# [Prompt]
Retype all of the listing exactly, passing over any picture you find.

BEGIN Provided material

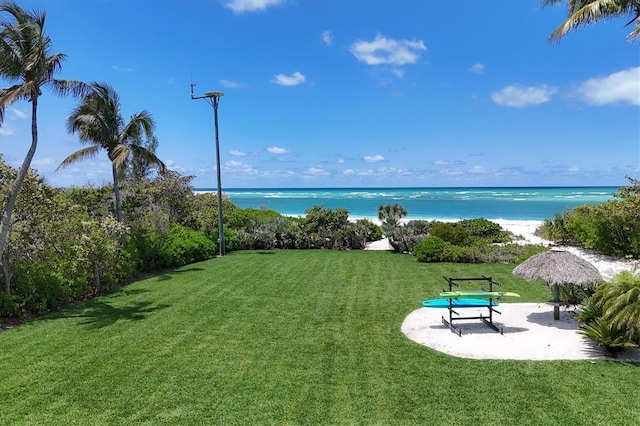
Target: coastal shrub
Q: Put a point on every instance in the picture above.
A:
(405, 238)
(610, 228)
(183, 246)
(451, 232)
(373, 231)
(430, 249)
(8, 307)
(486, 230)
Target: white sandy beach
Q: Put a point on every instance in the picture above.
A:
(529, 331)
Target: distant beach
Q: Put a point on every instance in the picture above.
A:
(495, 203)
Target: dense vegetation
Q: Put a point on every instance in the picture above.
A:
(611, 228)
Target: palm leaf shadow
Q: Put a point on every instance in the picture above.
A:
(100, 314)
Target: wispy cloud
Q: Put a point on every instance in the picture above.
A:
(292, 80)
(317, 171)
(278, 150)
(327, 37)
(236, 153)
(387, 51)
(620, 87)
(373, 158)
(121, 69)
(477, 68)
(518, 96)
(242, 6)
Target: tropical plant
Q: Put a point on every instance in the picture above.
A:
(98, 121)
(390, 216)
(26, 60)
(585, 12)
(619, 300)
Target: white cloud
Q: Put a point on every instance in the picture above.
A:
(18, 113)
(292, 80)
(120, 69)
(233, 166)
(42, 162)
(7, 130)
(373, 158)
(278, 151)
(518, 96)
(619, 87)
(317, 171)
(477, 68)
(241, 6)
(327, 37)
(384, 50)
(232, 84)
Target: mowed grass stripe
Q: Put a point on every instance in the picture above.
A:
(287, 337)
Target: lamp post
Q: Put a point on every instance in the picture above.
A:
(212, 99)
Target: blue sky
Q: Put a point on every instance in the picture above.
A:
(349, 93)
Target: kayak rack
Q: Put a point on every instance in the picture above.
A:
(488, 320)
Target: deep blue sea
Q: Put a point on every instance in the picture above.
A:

END Provided material

# [Exercise answer]
Target: coastal shrub
Q: Put a point on every instance in the picture above.
A:
(405, 238)
(610, 228)
(183, 246)
(451, 232)
(373, 231)
(430, 249)
(8, 307)
(486, 230)
Target: white sandy beach
Q: Put a point on every instance in the picture above.
A:
(529, 331)
Target: distant beach
Q: Put a point on every instance in the picture above.
A:
(495, 203)
Target: dense vegetation
Q: Put a point on every instance in the picture above.
A:
(611, 228)
Target: palm leaf shadow
Q: Put a point on every instance in the picture above.
A:
(100, 314)
Target: wispy cloud
Q: Put a point on every instance in the picture above.
A:
(292, 80)
(317, 171)
(278, 150)
(327, 37)
(236, 153)
(387, 51)
(620, 87)
(373, 158)
(121, 69)
(477, 68)
(518, 96)
(242, 6)
Target: tropical plant
Q: Put a point on every instance in the picture above.
A:
(98, 121)
(390, 216)
(26, 60)
(585, 12)
(619, 300)
Target: white cloud
Q: Put a point on every instance in the picture above.
A:
(18, 113)
(292, 80)
(120, 69)
(233, 166)
(42, 162)
(7, 130)
(373, 158)
(278, 151)
(518, 96)
(619, 87)
(317, 171)
(477, 68)
(241, 6)
(327, 37)
(384, 50)
(232, 84)
Target: mowed grass stripe
Q: Put a point on every instance in the picture above.
A:
(287, 337)
Target: lamp post
Q: Put a point on every instance in the picture above.
A:
(212, 99)
Target: blue sky
Q: Put a point on every instance in the picture above.
A:
(349, 93)
Target: kayak rack
Q: Put a point on every instance in the picture above.
A:
(488, 320)
Target: deep blue sea
Q: Put a point on every instance in the picture above.
A:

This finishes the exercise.